_EXTRACT PROVIDED:_
● ● ● ● ●

Barbara Bush acknowledged a number of years ago, possibly when First Lady, what she believed was the most pressing problem in America.
“Greed.”
We have heard a great deal about greed on Wall Street. Bankers who want to make tens of millions of dollars, even in failure, investors who want guarantees on their placed bets, and others on Wall Street who suck the life out of the average Joe. These observations may be correct.
Greed.
There is also greed on Main Street. A young man and woman who earn between them $100,000, sounds like a lot of money although by present standards it is not, and they want a mortgage on a house that costs $300,000. And a greedy banker says to himself, I will satiate my desires by capitalizing on their desires. The cost of greed trickles down like the benefits of a robust economy. Greed evaporates the positive impact of a robust economy from the bottom up too. It is a two way street.
Greed has the uncanny knack of always wanting to find someone or something to blame. It is like a disease. Barbara Bush was right; greed undermines the fabric or our nation. It leads to dishonesty, cheating, and all manner of unflattering behavior compromising the vitality of a productive society.
Greed.
The most challenging part is that the university, our university, can teach calculus, writing skills, history, chemistry, traditional lifestyles, queer lifestyles, the benefits of sharing the wealth, or a free market, and a host of other subjects but we cannot teach the only antidote to greed: Individually exercised morality.
We can teach comparative ethics. We can teach world religions and interestingly not a single one teaches that greed is good.

● ● ● ● ●

_EXTRACTED RECORDS:_
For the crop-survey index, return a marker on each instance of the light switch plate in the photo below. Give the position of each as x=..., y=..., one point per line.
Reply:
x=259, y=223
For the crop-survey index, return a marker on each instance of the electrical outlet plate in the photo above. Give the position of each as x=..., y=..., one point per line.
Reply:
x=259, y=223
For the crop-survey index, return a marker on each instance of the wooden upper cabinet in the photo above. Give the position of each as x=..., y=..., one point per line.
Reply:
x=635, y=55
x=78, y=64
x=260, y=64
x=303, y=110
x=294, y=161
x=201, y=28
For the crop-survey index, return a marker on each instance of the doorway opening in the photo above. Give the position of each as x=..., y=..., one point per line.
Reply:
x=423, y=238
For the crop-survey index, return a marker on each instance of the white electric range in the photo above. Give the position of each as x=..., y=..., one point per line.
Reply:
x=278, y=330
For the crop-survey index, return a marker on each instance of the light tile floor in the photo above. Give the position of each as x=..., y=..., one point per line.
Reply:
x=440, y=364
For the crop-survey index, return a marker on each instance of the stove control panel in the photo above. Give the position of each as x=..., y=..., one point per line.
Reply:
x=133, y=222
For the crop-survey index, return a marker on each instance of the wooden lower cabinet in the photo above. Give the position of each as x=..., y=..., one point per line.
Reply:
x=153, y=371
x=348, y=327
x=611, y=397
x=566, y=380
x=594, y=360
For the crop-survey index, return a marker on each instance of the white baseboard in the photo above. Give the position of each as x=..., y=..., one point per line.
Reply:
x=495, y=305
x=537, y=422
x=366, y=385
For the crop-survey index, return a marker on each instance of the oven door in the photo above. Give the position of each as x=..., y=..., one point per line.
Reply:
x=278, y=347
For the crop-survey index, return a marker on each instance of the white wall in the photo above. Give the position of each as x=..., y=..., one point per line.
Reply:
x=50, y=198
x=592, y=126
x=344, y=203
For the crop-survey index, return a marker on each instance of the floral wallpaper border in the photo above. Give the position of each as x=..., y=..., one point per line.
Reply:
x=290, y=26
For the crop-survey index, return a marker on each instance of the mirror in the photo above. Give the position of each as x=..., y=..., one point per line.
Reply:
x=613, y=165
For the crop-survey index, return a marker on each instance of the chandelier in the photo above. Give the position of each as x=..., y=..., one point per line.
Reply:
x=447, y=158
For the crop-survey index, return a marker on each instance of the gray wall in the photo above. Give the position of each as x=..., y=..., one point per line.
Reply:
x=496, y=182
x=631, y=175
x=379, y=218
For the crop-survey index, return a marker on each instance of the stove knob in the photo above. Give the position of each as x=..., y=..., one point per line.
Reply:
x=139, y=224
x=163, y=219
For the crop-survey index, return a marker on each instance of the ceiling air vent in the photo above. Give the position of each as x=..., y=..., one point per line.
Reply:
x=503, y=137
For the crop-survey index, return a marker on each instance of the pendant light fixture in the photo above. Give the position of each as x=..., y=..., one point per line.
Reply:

● ● ● ● ●

_WHAT TO WORK ON:_
[a] Write out the part of the essay on greed from "The most challenging" up to and including "greed is good.".
[b] For each statement, say whether it agrees with the essay on greed (yes or no), and quote the words of the essay that decide it. (i) The young man and woman on Main Street earn $100,000 between them. (ii) The house the couple want a mortgage on costs $500,000. (iii) Some world religions teach that greed is good.

_ANSWERS FOR THE EXERCISE:_
[a]
The most challenging part is that the university, our university, can teach calculus, writing skills, history, chemistry, traditional lifestyles, queer lifestyles, the benefits of sharing the wealth, or a free market, and a host of other subjects but we cannot teach the only antidote to greed: Individually exercised morality.
We can teach comparative ethics. We can teach world religions and interestingly not a single one teaches that greed is good.

[b]
(i) Yes: "A young man and woman who earn between them $100,000"
(ii) No: "they want a mortgage on a house that costs $300,000"
(iii) No: "not a single one teaches that greed is good"